== Фрагмент документа

Вернемся к другим моментам, пропущенным в исследовании главного образа. Кальпиди не скрывает своего положительного отношения к творчеству А.Парщикова, и если относить Кальпиди к какому-нибудьиз главных направлений в современной русской поэзии, то скорее всего к метареалистам. Отмечаем сложность метафорического ряда при сравнительной традиционности других элементов стихосложения и тенденцию к построению целого стихотворения вокруг одного ключевого образа. Об этом уже было сказано достаточно, я думаю. Но есть любопытные сдвиговые моменты в эытом деле. Я уже говорил об одном таком сдвиге во фразе «с умением моргнуть». Есть и другие: например, в образе блудного сына находим ссылку на знаменитую картину Рембрандта в Эрмитаже, где сын на коленях трогательно обнимается со стоящим отцом. У Кальпиди сын «колени/ в рембрандтовской пыли стирает», будто только пыль принадлежит Рембрандту, и блудный сын стряхивает ее по приходе домой. Дальше следует интересное метафорическое развитие данной ситуации: она так трогательна, что «даже пень/ даст трещину», трещина превращается в кривую улыбку поэта, и веселие растет в целый цирк с паяцем.
Другой интересный пример, который включает сдвиг в даже более буквальмом смысле, заключается в абзаце, где речь идет об Элладе. Это продолжение образа Аида-Перми и Орфея-поэта сновым подтекстом. Греческая мифология, конечно, типичный материал в гтрадиционной классической поэзии, но Кальпиди пользуется им совершенно по-своему, пренебрежительно, без ауры кыльтуртрегерства.. Здесь греки будто существуют, чтобы кормить раков по пути в Аид, троянская война – это «драка», и боги, как нацисты, устраивают геноцид. Главный недостаток этих богов – слаборазвитая фантазия: «до Рая додуматься» не смогли. Поэтому они смещены «плотницким плечом» христианства.
Это все из стандартного репертуара метареалиста-метаметафориста. Но любопытно, как при самом далеком полете фантазии Кальпиди, в отличие от других метареалистов, иногда приземляется (что редко делают Парщиков, Жданов и другие). Итак, в конце большого хода об Элладе он спрашивает себя: «При чем же Пермь?». И начинается новый полет на этой основе.

====

Что нужно:
Отредактируйте отрывок статьи о поэзии Кальпиди между словами «Это все из стандартного» и «на этой основе.» включительно, заменив «Пермь» на «Москва».

== Сохраненные строки

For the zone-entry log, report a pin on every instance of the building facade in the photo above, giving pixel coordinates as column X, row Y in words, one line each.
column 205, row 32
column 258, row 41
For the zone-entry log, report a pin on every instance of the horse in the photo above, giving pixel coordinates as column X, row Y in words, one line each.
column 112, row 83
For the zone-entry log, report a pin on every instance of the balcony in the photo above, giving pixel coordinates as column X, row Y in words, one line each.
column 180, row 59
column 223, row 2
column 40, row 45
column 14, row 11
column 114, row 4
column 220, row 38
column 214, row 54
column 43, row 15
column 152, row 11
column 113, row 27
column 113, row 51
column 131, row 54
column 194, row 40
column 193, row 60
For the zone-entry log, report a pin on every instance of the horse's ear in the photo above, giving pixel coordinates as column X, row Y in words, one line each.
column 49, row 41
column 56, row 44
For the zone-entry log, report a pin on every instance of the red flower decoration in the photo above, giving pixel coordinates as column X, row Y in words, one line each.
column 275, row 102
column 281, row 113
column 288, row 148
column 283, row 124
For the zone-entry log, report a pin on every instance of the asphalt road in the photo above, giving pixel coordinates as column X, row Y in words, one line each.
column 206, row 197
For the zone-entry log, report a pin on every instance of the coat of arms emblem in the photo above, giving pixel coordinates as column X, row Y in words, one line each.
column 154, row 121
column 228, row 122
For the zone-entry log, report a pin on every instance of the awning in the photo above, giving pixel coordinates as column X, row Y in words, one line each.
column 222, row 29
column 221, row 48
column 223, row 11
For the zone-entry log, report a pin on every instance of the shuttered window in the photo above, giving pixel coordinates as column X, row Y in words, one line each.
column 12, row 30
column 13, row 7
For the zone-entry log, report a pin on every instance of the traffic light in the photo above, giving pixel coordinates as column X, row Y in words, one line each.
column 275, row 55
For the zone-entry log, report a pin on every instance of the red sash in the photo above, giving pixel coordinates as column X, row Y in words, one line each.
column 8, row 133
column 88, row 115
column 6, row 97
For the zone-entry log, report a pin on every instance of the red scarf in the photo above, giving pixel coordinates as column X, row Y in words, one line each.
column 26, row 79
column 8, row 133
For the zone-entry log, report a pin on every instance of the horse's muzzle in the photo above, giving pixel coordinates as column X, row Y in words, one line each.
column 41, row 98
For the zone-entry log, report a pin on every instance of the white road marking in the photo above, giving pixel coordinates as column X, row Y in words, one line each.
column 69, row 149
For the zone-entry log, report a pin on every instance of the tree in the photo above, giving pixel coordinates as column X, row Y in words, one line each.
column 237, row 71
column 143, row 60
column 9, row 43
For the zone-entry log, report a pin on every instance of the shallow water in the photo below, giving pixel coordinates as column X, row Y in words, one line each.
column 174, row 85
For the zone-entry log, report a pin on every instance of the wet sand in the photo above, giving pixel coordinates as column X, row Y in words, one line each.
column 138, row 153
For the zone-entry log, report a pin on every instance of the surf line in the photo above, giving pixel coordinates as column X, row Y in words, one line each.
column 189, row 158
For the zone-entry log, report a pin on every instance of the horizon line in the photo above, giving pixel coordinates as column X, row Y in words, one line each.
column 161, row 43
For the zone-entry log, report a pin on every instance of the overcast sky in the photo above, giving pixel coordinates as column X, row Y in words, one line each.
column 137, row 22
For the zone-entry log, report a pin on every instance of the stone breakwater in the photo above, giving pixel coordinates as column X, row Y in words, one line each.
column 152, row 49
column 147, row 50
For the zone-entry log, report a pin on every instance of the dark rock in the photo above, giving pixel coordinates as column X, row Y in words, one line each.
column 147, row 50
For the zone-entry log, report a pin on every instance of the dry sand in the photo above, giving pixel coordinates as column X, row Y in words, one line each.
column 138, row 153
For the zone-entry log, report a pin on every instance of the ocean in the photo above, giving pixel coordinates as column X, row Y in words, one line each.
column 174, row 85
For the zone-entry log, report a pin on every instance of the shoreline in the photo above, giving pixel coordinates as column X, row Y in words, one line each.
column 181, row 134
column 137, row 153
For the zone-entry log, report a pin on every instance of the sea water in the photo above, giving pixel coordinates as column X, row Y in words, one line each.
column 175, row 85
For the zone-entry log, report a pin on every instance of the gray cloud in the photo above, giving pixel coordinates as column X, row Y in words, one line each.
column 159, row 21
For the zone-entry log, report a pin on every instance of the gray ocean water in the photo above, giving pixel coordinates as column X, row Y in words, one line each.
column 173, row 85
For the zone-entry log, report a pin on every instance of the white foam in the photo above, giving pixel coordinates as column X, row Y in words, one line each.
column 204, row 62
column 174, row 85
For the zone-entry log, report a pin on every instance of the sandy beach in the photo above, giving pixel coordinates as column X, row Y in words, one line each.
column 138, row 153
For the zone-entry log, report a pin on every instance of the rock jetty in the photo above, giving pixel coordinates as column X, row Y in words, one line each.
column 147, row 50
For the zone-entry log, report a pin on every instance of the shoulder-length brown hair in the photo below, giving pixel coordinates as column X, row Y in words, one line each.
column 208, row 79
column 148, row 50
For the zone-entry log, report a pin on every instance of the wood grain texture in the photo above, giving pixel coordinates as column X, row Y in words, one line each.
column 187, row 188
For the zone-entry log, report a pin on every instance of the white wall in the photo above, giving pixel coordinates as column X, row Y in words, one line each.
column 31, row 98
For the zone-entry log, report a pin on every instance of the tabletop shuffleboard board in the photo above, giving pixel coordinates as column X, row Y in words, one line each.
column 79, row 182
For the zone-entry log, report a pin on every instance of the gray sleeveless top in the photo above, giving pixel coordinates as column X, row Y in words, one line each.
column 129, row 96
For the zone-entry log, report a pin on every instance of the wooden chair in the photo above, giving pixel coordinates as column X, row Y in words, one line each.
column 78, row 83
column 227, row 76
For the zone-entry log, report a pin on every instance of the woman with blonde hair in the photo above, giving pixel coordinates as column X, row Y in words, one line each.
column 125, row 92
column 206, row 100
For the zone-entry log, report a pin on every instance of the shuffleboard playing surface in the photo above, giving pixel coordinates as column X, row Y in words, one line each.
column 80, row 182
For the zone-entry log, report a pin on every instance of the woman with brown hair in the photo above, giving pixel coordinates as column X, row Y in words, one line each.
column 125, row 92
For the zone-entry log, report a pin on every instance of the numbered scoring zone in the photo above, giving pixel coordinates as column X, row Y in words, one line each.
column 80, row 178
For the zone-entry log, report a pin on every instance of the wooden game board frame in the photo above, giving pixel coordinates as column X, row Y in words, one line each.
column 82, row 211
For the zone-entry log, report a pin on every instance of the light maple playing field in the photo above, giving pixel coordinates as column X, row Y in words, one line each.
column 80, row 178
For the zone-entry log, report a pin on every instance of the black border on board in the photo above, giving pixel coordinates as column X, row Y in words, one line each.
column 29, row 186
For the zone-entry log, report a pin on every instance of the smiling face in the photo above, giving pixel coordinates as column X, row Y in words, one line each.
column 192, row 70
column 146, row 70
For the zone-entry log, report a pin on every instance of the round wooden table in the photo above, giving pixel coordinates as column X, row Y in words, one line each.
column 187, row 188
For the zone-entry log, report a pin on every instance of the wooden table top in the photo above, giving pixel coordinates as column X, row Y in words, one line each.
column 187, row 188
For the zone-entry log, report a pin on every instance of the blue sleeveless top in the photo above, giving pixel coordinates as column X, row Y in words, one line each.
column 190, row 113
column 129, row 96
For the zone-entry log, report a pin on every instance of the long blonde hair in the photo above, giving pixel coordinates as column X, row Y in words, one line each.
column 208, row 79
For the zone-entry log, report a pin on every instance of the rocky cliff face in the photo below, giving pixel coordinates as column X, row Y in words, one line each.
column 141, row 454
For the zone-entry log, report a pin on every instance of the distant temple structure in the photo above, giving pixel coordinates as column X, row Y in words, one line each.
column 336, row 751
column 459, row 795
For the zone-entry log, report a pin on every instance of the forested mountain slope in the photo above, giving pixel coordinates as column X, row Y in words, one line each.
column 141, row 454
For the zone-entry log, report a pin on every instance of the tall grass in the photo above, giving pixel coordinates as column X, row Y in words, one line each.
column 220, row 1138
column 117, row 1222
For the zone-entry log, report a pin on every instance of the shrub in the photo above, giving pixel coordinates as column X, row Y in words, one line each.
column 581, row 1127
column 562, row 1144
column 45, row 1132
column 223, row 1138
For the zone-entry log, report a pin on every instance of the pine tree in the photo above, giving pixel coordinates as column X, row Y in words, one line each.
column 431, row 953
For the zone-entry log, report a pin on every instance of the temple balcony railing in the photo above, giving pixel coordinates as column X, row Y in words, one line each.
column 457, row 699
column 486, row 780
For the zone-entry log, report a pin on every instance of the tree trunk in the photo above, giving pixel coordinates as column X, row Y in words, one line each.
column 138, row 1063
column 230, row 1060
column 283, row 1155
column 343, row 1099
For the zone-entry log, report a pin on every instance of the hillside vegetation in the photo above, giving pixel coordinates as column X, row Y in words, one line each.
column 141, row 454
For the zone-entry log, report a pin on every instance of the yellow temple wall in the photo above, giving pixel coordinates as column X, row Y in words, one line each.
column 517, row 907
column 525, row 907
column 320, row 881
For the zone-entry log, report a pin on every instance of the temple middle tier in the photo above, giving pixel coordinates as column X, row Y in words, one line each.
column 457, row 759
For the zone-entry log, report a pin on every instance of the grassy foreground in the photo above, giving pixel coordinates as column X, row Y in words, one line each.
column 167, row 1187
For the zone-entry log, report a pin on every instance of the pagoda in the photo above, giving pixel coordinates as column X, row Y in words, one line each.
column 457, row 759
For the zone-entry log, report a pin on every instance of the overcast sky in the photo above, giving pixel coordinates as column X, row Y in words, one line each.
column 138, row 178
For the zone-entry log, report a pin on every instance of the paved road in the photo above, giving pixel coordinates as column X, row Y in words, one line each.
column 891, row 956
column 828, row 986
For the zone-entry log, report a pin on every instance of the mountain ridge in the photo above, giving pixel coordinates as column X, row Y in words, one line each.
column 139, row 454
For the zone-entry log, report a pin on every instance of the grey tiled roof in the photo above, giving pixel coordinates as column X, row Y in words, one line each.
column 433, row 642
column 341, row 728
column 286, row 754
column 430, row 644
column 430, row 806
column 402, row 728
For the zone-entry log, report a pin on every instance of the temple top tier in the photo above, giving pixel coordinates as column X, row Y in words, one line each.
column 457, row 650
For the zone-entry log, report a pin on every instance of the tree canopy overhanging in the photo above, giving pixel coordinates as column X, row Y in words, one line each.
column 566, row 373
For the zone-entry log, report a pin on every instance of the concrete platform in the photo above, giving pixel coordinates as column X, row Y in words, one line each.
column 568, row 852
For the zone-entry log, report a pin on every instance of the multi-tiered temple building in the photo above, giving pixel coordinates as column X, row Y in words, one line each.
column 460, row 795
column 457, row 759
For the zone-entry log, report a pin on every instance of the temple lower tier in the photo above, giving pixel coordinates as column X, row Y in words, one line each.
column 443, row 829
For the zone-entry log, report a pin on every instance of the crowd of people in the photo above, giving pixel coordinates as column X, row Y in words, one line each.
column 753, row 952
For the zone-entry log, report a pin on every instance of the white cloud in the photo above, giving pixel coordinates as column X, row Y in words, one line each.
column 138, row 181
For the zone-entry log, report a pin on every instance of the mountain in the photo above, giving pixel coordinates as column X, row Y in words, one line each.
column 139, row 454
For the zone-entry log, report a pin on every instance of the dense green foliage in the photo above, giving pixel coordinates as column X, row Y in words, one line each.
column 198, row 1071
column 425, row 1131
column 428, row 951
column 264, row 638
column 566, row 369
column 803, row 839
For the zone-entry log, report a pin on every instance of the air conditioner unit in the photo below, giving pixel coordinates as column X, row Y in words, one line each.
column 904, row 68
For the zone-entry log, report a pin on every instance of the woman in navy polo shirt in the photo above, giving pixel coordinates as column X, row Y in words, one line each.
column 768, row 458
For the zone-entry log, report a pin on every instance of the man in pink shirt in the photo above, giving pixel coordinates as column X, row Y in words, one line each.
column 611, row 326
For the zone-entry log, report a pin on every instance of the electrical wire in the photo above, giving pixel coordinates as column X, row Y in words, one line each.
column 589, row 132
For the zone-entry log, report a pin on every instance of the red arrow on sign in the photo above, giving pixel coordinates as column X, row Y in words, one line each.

====

Результат ниже:
Это все из стандартного репертуара метареалиста-метаметафориста. Но любопытно, как при самом далеком полете фантазии Кальпиди, в отличие от других метареалистов, иногда приземляется (что редко делают Парщиков, Жданов и другие). Итак, в конце большого хода об Элладе он спрашивает себя: «При чем же Москва?». И начинается новый полет на этой основе.